_Provided data_:
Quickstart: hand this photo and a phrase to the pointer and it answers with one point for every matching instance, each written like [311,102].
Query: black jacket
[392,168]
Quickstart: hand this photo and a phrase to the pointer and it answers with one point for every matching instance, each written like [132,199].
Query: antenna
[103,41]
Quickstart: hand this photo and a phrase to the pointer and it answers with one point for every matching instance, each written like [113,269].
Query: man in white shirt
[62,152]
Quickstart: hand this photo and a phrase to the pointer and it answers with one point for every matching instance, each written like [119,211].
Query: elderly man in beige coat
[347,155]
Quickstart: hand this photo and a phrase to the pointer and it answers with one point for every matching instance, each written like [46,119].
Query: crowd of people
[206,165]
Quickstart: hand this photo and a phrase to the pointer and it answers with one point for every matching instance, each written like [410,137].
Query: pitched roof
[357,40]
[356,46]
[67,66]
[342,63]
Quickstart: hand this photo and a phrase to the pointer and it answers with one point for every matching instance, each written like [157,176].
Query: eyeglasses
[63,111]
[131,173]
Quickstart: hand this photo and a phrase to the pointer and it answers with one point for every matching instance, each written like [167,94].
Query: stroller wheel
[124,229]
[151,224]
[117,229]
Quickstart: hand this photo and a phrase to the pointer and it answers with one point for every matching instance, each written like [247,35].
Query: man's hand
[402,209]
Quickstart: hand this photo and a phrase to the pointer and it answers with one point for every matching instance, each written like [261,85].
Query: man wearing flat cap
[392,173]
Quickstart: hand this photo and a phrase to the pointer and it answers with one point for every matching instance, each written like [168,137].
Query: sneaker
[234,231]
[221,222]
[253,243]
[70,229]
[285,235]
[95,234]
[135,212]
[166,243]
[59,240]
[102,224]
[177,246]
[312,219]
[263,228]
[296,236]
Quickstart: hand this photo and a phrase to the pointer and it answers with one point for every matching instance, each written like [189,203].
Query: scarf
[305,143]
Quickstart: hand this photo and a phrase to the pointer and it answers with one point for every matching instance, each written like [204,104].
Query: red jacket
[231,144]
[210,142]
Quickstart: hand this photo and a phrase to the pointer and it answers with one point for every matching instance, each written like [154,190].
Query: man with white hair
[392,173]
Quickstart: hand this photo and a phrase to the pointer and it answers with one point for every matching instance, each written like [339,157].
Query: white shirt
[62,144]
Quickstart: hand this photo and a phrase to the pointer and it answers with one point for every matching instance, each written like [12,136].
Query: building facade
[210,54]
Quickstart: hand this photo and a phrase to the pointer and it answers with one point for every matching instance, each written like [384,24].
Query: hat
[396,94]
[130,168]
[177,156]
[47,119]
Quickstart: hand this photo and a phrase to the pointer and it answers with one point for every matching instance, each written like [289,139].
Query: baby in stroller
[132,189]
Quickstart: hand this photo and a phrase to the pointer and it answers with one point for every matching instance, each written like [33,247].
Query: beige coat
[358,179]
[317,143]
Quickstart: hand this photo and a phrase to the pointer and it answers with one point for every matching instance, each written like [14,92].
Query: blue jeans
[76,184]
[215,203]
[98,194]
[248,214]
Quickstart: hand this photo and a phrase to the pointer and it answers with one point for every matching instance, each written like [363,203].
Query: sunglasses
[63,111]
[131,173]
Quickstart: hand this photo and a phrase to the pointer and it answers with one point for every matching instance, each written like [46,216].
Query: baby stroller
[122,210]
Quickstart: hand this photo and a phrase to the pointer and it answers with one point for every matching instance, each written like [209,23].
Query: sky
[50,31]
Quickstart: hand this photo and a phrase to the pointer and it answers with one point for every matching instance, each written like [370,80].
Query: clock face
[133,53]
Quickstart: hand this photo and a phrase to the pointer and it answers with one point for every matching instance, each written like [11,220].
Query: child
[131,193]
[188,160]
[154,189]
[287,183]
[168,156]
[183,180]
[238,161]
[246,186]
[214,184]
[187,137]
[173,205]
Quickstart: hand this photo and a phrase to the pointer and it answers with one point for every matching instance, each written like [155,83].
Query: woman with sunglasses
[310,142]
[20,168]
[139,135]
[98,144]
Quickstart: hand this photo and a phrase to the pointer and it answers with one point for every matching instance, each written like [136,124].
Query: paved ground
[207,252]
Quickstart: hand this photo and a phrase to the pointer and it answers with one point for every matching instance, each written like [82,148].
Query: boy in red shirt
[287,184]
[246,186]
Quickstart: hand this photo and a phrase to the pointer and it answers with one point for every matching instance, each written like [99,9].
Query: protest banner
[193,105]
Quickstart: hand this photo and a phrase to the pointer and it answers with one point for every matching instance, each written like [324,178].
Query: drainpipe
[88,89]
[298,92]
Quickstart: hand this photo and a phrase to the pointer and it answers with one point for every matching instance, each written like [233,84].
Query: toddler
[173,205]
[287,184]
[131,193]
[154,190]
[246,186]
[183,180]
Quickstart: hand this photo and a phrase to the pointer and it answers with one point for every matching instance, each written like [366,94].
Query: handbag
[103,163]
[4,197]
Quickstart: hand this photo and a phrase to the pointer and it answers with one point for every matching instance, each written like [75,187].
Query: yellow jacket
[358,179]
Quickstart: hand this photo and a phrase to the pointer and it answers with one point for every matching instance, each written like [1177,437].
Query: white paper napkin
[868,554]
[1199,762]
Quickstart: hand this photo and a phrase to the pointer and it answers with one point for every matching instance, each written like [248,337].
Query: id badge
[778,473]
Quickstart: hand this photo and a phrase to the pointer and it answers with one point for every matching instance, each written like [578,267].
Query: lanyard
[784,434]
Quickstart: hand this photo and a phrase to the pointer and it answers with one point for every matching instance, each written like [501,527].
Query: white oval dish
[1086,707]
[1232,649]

_Work instruction_:
Output all of the entries without altering a single word.

_Reply_:
Quickstart: hand this photo and a phrase to the pointer and it answers with one point for every matching instance, each written like [311,102].
Query: black jacket
[392,168]
Quickstart: hand this photo and a phrase to the pointer and it answers with one point for every matching instance, each written like [132,199].
Query: antenna
[103,41]
Quickstart: hand this photo and a phrase to the pointer and it answers with one point for every matching instance, each written like [113,269].
Query: man in white shirt
[62,152]
Quickstart: hand this photo and a phrase to the pointer and it answers with one point for every matching instance, each written like [119,211].
Query: elderly man in beige coat
[347,155]
Quickstart: hand this photo and a phrase to the pointer and it answers with one point for every matching instance, each written like [46,119].
Query: crowd of people
[206,165]
Quickstart: hand this photo and a phrase to the pointer and it answers with one point for every matching instance, each written like [410,137].
Query: pitched roof
[357,40]
[356,46]
[67,66]
[342,63]
Quickstart: hand this photo and a phrase to the pointer and it answers with one point for every matching instance, each written like [157,176].
Query: eyeglasses
[63,111]
[131,173]
Quickstart: hand this photo and a phrase to the pointer and it answers with one point for every matching instance, each written like [167,94].
Query: stroller wheel
[124,229]
[151,224]
[117,229]
Quickstart: hand this photo and a phrase to the pointer and it answers with one point for every matching instance, each written like [247,35].
Query: man's hand
[402,209]
Quickstart: hand this photo and a phrase to the pointer and it answers with one point for every matching instance, each written like [261,85].
Query: man wearing flat cap
[392,173]
Quickstart: hand this photo and a phrase to the pointer and it answers with one point for every matching instance, each written like [168,137].
Query: sneaker
[234,231]
[221,222]
[253,243]
[70,229]
[285,235]
[95,234]
[135,212]
[166,243]
[59,240]
[102,224]
[177,246]
[312,219]
[263,228]
[296,236]
Quickstart: hand this photo and a phrase to the pointer and it answers with one point for every matching instance, each written like [189,203].
Query: scarf
[305,143]
Quickstart: hand this photo and a phrase to the pointer and it answers with one point for every matching instance, each written like [204,104].
Query: red jacket
[231,144]
[210,142]
Quickstart: hand this photo and a phrase to the pointer and it answers with one point for every matching instance, each written like [154,190].
Query: man with white hair
[392,173]
Quickstart: hand this photo and a phrase to the pointer and it answers with one point for every matching instance, each written like [339,157].
Query: white shirt
[62,144]
Quickstart: hand this photo and a phrase to the pointer and it answers with one point for every matching instance, each written like [12,136].
Query: building facade
[210,54]
Quickstart: hand this photo and a phrase to the pointer and it answers with one point for every matching instance, each written like [384,24].
Query: hat
[396,94]
[130,168]
[177,156]
[47,119]
Quickstart: hand this photo and a phrase to the pointer and it answers with one point for every matching instance, each written like [289,139].
Query: baby in stroller
[132,189]
Quickstart: hand this photo and a phrase to the pointer and it answers with one point for every matching instance, each written like [33,247].
Query: beige coat
[358,179]
[317,143]
Quickstart: hand this photo and a phrase to the pointer and it answers with one point for every matching instance, each written like [14,92].
Query: blue jeans
[76,184]
[215,203]
[98,194]
[248,214]
Quickstart: hand this photo and a phrase to the pointer and it answers with one point for every matching instance, each written like [363,203].
Query: sunglasses
[63,111]
[131,173]
Quickstart: hand this photo and a phrase to the pointer and it answers with one point for every matching instance, each written like [46,216].
Query: baby stroller
[122,210]
Quickstart: hand this photo and a phrase to the pointer and it answers with one point for every matching instance, each written like [209,23].
Query: sky
[50,31]
Quickstart: hand this photo and a phrase to the pointer and it answers with one point for every matching instance, each written like [370,80].
Query: clock face
[133,53]
Quickstart: hand this photo and a phrase to the pointer and it answers with one point for every matching instance, each written like [11,220].
Query: child
[131,193]
[188,160]
[154,189]
[287,183]
[168,156]
[183,180]
[238,161]
[246,186]
[214,184]
[187,137]
[173,205]
Quickstart: hand this photo and a phrase to the pointer and it answers with one point for every matching instance, each written like [155,83].
Query: woman with sunglasses
[310,142]
[20,168]
[139,135]
[98,144]
Quickstart: hand this photo and a phrase to the pointer and it answers with one point for every matching instance, each written like [136,124].
Query: paved ground
[207,252]
Quickstart: hand this photo and a phrase to the pointer and it answers with one point for every matching instance, each written like [82,148].
Query: boy in red shirt
[287,184]
[246,186]
Quickstart: hand this photo and a phrase to the pointer and it answers with one point for every matching instance, each written like [99,9].
Query: protest banner
[193,105]
Quickstart: hand this photo and a phrase to the pointer and it answers with one point for every matching instance, each written like [324,178].
Query: drainpipe
[88,89]
[298,92]
Quickstart: hand this photo and a phrase to the pointer and it answers with one point for every matching instance, each written like [233,84].
Query: toddler
[173,205]
[287,184]
[131,193]
[154,190]
[246,186]
[183,180]
Quickstart: hand this photo and a phrase to the pointer and it answers with one point for every matching instance, each written like [366,94].
Query: handbag
[103,163]
[4,197]
Quickstart: hand this photo and a phrase to the pointer and it answers with one point for every matching instance, each written like [75,187].
Query: yellow jacket
[358,179]
Quickstart: hand this photo and a phrase to the pointer and it answers with one point for every matching instance, each written like [1177,437].
Query: white paper napkin
[868,554]
[1199,762]
Quickstart: hand this photo and a phrase to the pointer and it answers with one point for every matching instance, each written like [248,337].
Query: id badge
[778,473]
Quickstart: hand this photo and a phrase to the pointer and it answers with one point for every matching instance, each written like [578,267].
Query: lanyard
[784,434]
Quickstart: hand this photo and a phrase to the pointer and it answers with one point for every matching instance, each written like [501,527].
Query: white oval dish
[1086,707]
[1232,649]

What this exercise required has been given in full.